* _DATA FOR THIS EXERCISE_
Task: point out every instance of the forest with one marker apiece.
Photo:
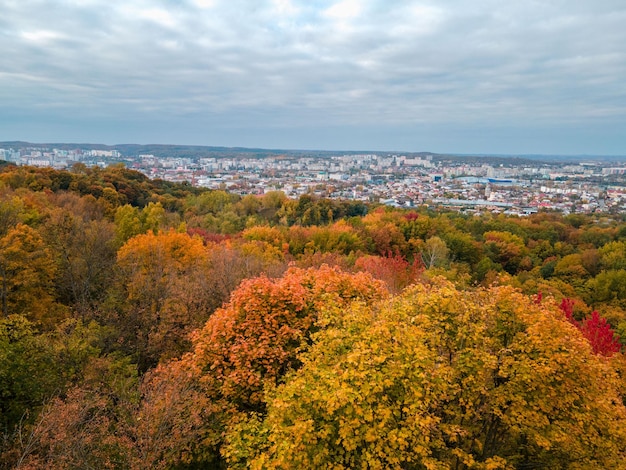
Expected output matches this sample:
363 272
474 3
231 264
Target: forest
150 324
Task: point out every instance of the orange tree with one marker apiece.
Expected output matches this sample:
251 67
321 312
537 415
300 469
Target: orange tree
250 343
440 379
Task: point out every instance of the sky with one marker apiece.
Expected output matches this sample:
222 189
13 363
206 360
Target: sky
447 76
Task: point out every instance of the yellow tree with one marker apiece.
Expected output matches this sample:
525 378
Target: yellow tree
250 343
441 379
26 275
162 294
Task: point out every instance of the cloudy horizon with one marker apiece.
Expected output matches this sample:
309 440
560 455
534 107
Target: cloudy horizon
456 76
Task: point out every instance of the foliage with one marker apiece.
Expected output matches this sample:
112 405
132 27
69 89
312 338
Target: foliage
441 378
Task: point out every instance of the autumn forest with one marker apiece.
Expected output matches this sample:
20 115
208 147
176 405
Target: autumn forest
149 324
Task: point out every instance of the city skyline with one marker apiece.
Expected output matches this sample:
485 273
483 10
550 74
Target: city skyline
459 77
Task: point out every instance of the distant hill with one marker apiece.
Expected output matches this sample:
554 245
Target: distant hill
198 151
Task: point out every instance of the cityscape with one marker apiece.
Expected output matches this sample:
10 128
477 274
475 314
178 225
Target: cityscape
519 186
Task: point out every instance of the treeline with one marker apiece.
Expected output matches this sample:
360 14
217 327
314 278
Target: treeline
153 324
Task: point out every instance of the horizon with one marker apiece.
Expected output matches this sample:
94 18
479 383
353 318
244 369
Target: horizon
354 150
460 78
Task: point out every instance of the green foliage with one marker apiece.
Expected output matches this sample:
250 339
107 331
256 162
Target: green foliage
441 378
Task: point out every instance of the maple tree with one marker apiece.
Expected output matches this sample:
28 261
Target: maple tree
441 378
161 294
26 274
595 329
249 343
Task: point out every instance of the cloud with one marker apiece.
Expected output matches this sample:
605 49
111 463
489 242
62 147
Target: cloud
293 64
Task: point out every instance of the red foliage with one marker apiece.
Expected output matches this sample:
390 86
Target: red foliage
599 333
206 236
410 216
596 329
567 307
394 270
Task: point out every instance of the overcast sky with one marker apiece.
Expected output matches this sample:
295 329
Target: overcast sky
464 76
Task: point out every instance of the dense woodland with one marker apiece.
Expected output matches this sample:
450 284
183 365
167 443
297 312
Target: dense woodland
148 324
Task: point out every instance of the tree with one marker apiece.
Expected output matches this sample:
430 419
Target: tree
250 343
27 271
161 295
441 378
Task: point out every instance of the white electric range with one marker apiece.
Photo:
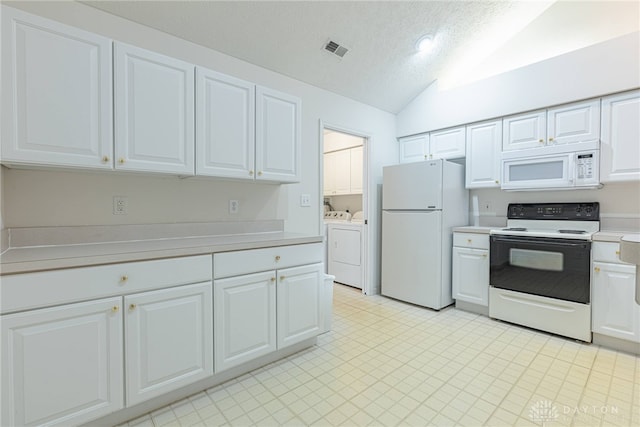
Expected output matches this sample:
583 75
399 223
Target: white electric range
540 267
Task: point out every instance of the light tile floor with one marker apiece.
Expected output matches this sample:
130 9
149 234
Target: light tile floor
386 363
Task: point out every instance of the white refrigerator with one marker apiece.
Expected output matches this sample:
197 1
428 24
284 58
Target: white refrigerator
421 203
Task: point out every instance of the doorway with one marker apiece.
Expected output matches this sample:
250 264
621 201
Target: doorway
344 193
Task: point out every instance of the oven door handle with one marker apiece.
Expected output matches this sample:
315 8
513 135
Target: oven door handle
541 241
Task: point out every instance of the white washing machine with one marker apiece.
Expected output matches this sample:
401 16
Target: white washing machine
332 217
345 251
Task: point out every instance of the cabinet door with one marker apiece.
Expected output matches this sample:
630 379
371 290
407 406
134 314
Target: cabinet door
578 122
154 101
341 169
615 312
414 148
299 303
329 174
470 275
169 340
447 143
620 148
524 131
62 365
244 318
484 141
278 119
225 120
356 170
56 94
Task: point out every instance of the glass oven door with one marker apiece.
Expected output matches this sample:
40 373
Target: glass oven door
555 268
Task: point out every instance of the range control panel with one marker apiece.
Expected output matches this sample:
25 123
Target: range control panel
557 211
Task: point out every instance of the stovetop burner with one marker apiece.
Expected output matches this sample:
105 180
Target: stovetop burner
577 221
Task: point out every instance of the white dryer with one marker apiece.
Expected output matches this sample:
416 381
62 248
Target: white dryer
345 251
332 217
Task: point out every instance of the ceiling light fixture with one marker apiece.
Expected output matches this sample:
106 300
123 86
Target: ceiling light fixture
424 44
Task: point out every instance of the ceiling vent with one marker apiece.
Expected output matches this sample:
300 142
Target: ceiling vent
335 48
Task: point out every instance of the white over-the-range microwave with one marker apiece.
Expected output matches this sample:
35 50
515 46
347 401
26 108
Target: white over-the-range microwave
565 170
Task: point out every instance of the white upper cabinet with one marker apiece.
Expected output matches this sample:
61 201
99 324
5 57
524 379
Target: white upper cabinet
337 173
525 131
447 143
578 122
278 136
620 148
56 94
225 125
414 148
573 123
484 141
442 144
343 171
154 117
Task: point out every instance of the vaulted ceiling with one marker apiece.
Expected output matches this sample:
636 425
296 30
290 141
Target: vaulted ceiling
473 39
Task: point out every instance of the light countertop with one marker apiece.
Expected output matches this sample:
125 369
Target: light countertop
29 258
473 229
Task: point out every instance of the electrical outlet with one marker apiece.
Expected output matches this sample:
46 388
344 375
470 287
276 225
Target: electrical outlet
234 206
120 205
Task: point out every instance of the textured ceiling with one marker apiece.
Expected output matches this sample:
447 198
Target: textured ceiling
381 68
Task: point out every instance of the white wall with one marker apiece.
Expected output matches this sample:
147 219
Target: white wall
604 68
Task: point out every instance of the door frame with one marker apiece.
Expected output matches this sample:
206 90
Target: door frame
368 288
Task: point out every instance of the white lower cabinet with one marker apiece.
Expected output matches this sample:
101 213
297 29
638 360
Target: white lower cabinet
470 268
265 300
298 306
245 318
62 365
168 340
614 310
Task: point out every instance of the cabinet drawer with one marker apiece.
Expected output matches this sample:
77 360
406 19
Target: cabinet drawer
471 240
48 288
252 261
606 252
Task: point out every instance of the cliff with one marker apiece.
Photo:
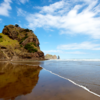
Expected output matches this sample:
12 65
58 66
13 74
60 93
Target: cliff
48 56
17 43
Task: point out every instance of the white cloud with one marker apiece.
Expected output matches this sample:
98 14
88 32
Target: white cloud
21 12
63 52
69 16
24 1
50 0
83 45
5 7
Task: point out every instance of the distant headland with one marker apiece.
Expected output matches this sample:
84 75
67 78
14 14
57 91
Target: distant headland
49 56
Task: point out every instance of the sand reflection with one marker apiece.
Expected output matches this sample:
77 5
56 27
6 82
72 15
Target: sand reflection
17 80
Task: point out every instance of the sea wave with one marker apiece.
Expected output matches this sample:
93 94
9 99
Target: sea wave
85 88
74 60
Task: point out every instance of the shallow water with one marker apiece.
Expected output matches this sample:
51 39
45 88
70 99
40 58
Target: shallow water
86 73
19 81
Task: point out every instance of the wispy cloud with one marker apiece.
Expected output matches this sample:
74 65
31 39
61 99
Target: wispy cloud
63 52
24 1
0 20
21 12
69 16
5 7
78 46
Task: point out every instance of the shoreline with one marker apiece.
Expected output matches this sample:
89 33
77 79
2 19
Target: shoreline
81 86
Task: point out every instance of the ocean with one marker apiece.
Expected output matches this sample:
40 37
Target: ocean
70 79
84 72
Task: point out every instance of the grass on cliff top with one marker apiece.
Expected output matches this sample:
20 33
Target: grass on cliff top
6 41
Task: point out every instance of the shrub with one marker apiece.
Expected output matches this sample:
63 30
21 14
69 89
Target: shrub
0 36
1 41
23 39
33 43
16 25
30 48
27 30
31 30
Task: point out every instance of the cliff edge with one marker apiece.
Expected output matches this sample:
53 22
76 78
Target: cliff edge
17 43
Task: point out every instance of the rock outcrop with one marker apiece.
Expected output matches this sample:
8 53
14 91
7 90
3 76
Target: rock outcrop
17 43
48 56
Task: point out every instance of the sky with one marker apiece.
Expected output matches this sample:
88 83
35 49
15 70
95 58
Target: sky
68 28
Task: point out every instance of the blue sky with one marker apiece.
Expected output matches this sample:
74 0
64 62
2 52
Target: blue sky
69 28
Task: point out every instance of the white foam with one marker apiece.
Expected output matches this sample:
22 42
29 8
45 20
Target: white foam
74 60
75 83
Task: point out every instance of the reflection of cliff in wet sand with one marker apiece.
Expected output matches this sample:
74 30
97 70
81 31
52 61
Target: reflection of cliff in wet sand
17 80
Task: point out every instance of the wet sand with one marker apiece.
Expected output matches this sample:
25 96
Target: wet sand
38 84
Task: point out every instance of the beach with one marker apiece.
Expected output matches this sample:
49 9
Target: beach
31 82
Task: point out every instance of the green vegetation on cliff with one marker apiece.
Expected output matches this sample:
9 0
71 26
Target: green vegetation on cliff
6 41
18 43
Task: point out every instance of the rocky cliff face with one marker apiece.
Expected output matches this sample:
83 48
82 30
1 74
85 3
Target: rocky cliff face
17 43
48 56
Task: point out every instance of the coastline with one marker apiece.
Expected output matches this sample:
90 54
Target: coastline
81 88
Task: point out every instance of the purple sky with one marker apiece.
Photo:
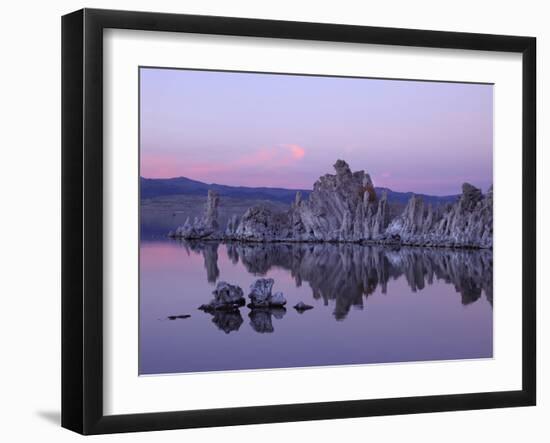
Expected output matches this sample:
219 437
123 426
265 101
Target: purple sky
286 130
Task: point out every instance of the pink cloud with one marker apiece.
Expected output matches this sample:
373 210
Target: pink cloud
296 151
264 159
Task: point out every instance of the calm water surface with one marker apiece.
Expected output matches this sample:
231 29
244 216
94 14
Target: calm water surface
371 305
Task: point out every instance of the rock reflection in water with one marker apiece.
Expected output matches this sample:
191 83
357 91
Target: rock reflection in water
261 318
227 321
349 273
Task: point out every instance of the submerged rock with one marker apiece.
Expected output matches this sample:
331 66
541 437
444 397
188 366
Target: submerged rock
226 297
302 307
176 317
260 294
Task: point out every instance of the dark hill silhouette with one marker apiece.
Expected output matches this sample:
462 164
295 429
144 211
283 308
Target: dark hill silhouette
162 187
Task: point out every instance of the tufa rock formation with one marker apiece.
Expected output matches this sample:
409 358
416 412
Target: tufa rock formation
205 228
467 223
226 297
344 207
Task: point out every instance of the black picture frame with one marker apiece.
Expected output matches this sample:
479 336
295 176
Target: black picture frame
82 218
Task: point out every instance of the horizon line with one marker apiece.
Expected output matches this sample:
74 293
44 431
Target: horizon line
310 190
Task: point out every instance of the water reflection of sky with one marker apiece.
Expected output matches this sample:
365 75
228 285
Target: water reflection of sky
371 305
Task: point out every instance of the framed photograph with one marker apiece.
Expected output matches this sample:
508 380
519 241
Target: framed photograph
268 221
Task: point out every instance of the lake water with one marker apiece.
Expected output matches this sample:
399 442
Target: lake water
371 305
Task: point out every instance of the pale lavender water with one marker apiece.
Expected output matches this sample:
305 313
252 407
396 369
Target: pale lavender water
371 305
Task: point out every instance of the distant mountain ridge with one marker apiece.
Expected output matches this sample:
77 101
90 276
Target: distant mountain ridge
161 187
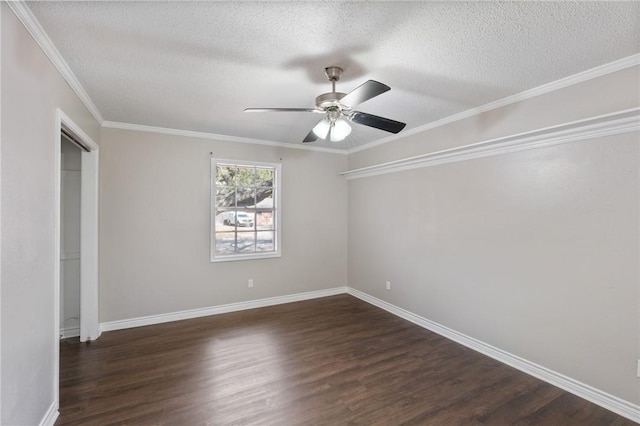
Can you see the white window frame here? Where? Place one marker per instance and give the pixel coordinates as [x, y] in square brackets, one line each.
[276, 207]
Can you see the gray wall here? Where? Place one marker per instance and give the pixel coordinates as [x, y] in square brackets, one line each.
[534, 252]
[154, 245]
[32, 89]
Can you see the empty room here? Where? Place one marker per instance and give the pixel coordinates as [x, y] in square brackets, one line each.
[319, 213]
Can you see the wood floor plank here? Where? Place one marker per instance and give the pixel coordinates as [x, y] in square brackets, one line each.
[330, 361]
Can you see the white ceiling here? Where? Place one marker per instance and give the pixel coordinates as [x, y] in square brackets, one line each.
[196, 65]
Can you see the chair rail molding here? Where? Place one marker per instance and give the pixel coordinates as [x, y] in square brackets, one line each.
[624, 121]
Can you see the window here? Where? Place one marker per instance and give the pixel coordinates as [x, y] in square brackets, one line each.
[245, 210]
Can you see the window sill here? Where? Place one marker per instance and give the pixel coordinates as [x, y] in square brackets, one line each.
[236, 257]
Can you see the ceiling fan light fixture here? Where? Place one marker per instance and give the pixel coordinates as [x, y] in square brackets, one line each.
[340, 130]
[321, 129]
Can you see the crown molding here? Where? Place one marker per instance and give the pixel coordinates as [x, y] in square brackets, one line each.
[580, 77]
[32, 25]
[34, 28]
[600, 126]
[217, 137]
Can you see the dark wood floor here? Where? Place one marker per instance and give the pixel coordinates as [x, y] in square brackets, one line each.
[329, 361]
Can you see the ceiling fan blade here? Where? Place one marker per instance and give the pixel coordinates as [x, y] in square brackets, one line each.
[386, 124]
[367, 90]
[311, 137]
[281, 110]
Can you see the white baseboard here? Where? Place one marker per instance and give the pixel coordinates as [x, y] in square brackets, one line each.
[51, 416]
[603, 399]
[65, 333]
[220, 309]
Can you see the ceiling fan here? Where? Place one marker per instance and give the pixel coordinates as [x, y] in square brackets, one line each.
[337, 108]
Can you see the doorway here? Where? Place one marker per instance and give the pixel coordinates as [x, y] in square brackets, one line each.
[88, 234]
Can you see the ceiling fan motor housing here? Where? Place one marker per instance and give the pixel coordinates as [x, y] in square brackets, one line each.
[331, 99]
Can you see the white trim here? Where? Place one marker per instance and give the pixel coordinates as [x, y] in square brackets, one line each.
[68, 332]
[34, 28]
[580, 77]
[220, 309]
[600, 126]
[70, 256]
[217, 137]
[608, 401]
[73, 174]
[50, 416]
[89, 243]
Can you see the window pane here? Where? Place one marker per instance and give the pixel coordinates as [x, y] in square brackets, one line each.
[225, 197]
[265, 241]
[264, 176]
[246, 196]
[243, 211]
[244, 219]
[245, 176]
[225, 242]
[264, 198]
[225, 174]
[264, 220]
[246, 242]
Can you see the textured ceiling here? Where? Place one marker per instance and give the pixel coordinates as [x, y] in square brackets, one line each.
[196, 65]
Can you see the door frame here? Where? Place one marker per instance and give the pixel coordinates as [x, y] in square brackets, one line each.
[89, 297]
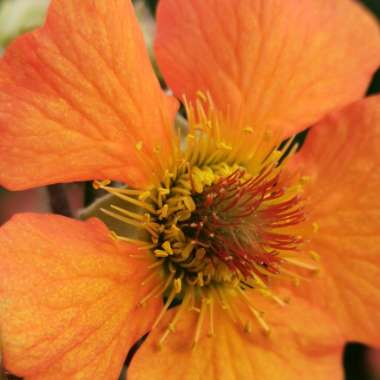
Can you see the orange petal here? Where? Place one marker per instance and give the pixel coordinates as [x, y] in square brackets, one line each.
[68, 296]
[342, 158]
[270, 65]
[79, 100]
[303, 341]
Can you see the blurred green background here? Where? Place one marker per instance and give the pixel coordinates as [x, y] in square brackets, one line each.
[19, 16]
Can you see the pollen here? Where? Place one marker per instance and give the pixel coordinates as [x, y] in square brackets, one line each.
[220, 225]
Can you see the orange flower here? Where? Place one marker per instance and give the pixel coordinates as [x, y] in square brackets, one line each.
[223, 223]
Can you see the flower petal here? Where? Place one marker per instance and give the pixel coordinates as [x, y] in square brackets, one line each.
[68, 296]
[303, 341]
[269, 65]
[79, 100]
[342, 157]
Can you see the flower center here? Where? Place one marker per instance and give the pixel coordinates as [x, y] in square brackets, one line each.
[218, 224]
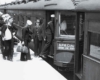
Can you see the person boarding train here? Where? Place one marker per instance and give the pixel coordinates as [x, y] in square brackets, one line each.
[38, 36]
[7, 37]
[26, 39]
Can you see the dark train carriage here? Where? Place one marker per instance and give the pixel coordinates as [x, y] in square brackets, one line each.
[63, 45]
[87, 54]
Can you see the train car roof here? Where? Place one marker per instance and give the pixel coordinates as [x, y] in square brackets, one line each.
[46, 5]
[90, 5]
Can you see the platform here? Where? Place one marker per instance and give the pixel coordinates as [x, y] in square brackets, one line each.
[35, 69]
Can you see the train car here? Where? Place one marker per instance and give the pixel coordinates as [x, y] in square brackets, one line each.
[63, 45]
[87, 53]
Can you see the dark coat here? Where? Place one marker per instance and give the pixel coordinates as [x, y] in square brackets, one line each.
[1, 21]
[49, 29]
[38, 32]
[3, 29]
[26, 35]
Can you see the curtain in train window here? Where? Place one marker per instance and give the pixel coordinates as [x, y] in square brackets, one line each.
[95, 45]
[67, 26]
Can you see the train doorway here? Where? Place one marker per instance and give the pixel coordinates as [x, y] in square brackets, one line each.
[50, 16]
[79, 46]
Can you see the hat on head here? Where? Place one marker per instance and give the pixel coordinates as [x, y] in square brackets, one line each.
[6, 17]
[37, 20]
[52, 15]
[1, 13]
[29, 22]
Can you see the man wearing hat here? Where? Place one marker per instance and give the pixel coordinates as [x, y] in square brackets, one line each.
[38, 36]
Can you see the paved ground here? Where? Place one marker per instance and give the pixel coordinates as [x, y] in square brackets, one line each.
[35, 69]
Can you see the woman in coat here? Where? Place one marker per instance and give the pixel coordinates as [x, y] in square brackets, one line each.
[38, 37]
[26, 39]
[7, 37]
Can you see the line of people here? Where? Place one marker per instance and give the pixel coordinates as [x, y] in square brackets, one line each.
[35, 35]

* _DIRECTIONS FOR THIS TASK_
Reproducing the whole listing above is not the task. Copy exactly only the lines from the one with "Target: oven door handle" to the one with "Task: point out every instance of the white dryer", both kept.

* _TASK SOLUTION_
Target: oven door handle
541 241
Task: point out every instance of the white washing machine with one marker apiece.
Expected output matches this sample:
401 16
Target: white washing machine
332 217
345 251
Task: point out every instance of the cabinet door with one marker apiece.
Expected output matches this sample:
630 379
371 290
407 406
134 314
Target: cabinet door
578 122
154 101
341 169
615 312
414 148
299 303
329 174
470 275
169 340
447 143
620 148
524 131
62 365
244 318
484 141
278 119
225 120
356 170
56 94
Task: point out every instance of the glass oven door with one marker apiece.
Expected output matches this sample:
40 373
Target: glass oven door
555 268
Task: point out every instance of the range control panel with one marker apiece.
Expected output matches this sample:
25 123
Target: range control panel
557 211
Task: point out every instance of the stovetop burner with one marker apiece.
Expected output matches this sample:
105 180
Target: stovetop burner
577 221
Task: point out every instance of the white dryer with one marker apiece.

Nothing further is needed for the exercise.